A mí siempre me pareció que recorrer el Mississippi en uno de esos barcos de entonces era una aventura increíble. Del norte hasta el sur, pasando por diez estados y culminando en el golfo de México, un camino deslumbrante. Las ciudades que atraviesa tienen una fisonomía especial y entonces era una fuente de riqueza, como todo lo que supone agua. Cuando estudiaba Egipto siempre me dejaba asombrada eso de que el Nilo se desbordaba periódicamente para darle agua a las tierras de alrededor y entendí, como es lógico, que una circunstancia geográfica podía modelar tu vida para siempre. Mark Twain nació en el estado de Missouri y en una ciudad que conserva su recuerdo en todas sus calles y edificaciones. Una ciudad que lo tiene como un reclamo turístico más, en la que él situó la vida y aventuras de Tom Sawyer. Esta ciudad es Hannibal. Está a la orilla derecha del río y ahora es una ciudad pequeña, con una gran afluencia turística en torno a la figura del escritor. Todo nuestro mundo es un parque temático de según qué clásicos y por eso Hannibal ha aprovechado la coyuntura y ha colocado a Mark Twain en el centro de todo. 




Twain debió ser un tipo especial. No solamente tuvo varios oficios sino que tenía una personalidad muy curiosa, incisiva, inteligente, ingeniosa y llena de humor. El humor es lo que diferencia sus historias de otras, también con niños dentro, pero plúmbeas, pesadas y moralistas. No necesitamos reconvenciones sino que haya verdadera vida metida en los libros. Las moralejas han de surgir de la propia peripecia y así llegamos a la conclusión de que vivir de mentira en mentira como hacía Tom no es nada agradable, sino, al contrario, bastante molesto. Creo que el personaje más excepcional del libro es la tía Polly. Una mujer inteligente, astuta, pero con buen corazón, a la que no se la da nadie con queso. He conocido a algunas tías Polly en mi vida y todas ellas merecían la pena. La escena del botón cosido con hilo negro es genial, como también lo es la de la valla, cumbre entre las cumbres. Cómo puede uno distinguir entre trabajar o ejercer una actividad divertida dependiendo de si te pagan o si pagas. Es un aprendizaje que no he olvidado nunca.

----

TAREAS A REALIZAR =>
• 1. Enumera los rasgos de personalidad de Mark Twain que se mencionan en el texto sobre el escritor, en la oración que comienza con «No solamente tuvo varios oficios».
• 2. Según el texto sobre Mark Twain, ¿a qué orilla del río se encuentra Hannibal?
• 3. Prosigue el texto sobre Mark Twain y Tom Sawyer a partir de su última oración.

----

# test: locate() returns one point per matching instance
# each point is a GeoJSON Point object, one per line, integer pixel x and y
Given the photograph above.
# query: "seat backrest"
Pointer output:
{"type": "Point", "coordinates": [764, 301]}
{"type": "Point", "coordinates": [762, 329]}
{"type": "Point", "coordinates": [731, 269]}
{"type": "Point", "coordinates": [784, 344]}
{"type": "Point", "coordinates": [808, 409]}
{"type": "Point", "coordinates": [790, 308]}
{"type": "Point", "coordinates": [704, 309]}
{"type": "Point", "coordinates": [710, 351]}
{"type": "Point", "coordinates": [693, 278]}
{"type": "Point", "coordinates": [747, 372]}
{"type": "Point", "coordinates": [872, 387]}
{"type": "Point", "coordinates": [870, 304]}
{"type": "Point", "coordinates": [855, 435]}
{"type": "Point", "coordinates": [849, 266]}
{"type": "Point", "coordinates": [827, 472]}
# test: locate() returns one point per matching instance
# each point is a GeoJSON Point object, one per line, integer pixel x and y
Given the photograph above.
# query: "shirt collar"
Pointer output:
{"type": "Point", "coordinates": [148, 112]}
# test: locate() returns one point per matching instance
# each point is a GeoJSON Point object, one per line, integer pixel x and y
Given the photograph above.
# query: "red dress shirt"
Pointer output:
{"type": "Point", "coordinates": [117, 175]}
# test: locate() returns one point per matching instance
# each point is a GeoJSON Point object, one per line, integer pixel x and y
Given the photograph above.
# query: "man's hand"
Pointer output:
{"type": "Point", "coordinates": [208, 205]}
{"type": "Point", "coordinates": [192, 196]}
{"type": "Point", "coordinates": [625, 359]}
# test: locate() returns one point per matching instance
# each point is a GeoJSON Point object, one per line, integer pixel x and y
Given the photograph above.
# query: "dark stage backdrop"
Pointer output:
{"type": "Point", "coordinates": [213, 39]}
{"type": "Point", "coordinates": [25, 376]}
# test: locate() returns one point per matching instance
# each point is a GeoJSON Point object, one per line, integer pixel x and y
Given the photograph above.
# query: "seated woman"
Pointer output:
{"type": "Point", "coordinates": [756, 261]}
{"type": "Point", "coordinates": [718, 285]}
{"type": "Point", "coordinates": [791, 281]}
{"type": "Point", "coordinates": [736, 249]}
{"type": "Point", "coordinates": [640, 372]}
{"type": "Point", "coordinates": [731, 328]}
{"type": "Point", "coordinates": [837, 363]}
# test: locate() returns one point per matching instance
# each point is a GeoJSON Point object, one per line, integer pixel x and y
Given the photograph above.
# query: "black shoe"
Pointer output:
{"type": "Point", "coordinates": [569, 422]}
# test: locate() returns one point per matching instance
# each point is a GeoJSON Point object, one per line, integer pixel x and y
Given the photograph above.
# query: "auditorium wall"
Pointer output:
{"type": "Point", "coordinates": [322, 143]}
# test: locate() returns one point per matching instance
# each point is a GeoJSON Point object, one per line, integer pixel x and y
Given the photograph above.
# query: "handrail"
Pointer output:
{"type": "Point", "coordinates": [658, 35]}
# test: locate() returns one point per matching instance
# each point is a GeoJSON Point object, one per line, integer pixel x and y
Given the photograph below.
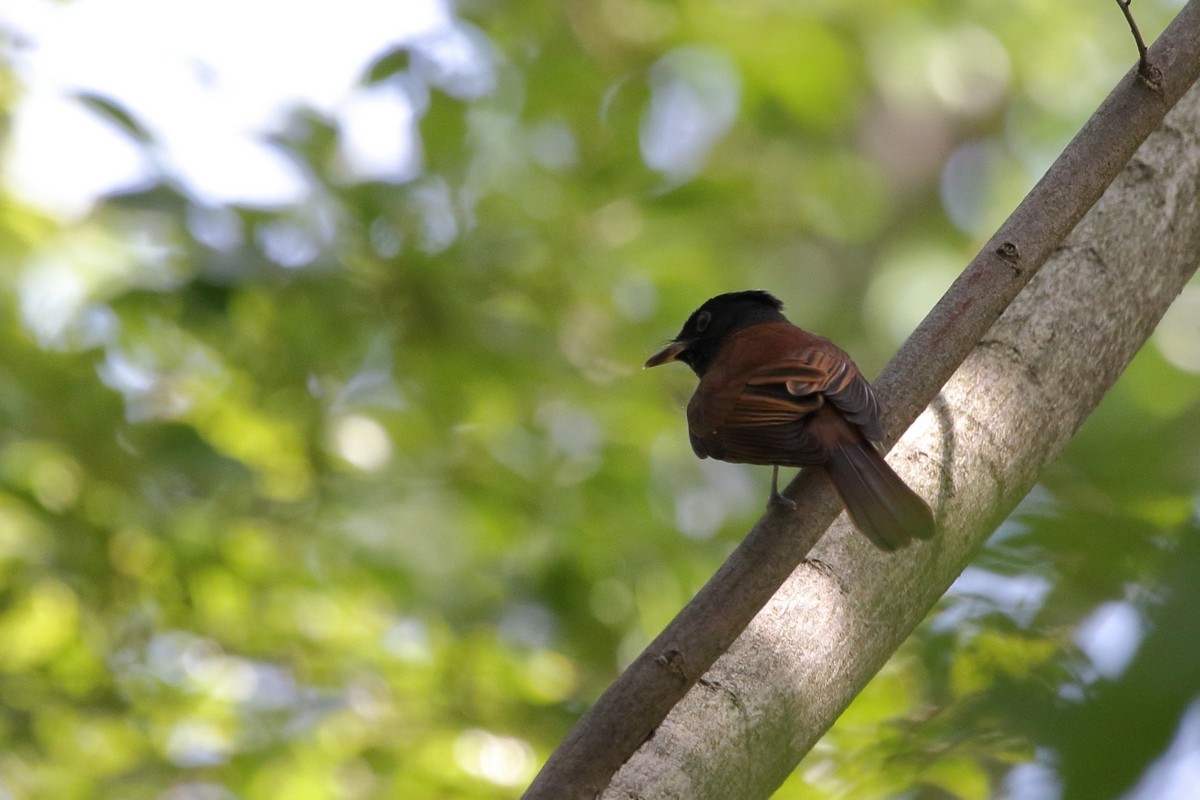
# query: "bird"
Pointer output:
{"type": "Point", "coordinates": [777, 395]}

----

RESPUESTAS EN ORDEN =>
• 1. curiosa, incisiva, inteligente, ingeniosa, llena de humor

• 2. A la orilla derecha.

• 3.
(Fragmentos)

«¡Diablo de chico! ¡Cuándo acabaré de aprender sus mañas! ¡Cuántas jugarretas como ésta no me habrá hecho, y aún le hago caso! Pero las viejas bobas somos más bobas que nadie. Perro viejo no aprende gracias nuevas, como suele decirse. Pero, ¡Señor!, si no me la pega del mismo modo dos días seguidos, ¿cómo va una a saber por dónde irá a salir? Parece que adivina hasta dónde puede atormentarme antes de que llegue a montar en cólera, y sabe, el muy pillo, que si logra desconcertarme o hacerme reír, todo se ha acabado y no soy capaz de pegarle. No; la verdad es que no cumplo mi deber para con este chico; ésa es la pura verdad. Tiene el diablo en el cuerpo, pero ¡qué le voy a hacer! Es el hijo de mi pobre hermana difunta, y no tengo entrañas para zurrarle. Cada vez que le dejo sin castigo me remuerde la conciencia, y cada vez que le pego se me parte el corazón. ¡Todo sea por Dios! Pocos son los días del hombre nacido de mujer y llenos de tribulación, como dice la Escritura, y así lo creo. Esta tarde hará novillos y no tendré más remedio que hacerle trabajar mañana como castigo. Cosa dura es obligarle a trabajar los sábados, cuando todos los rapaces tienen asueto; pero aborrece el trabajo más que ninguna otra cosa; yo tengo que ser un poco rígida con él, o voy a ser la perdición de ese niño».

(La tía Polly habla de Tom)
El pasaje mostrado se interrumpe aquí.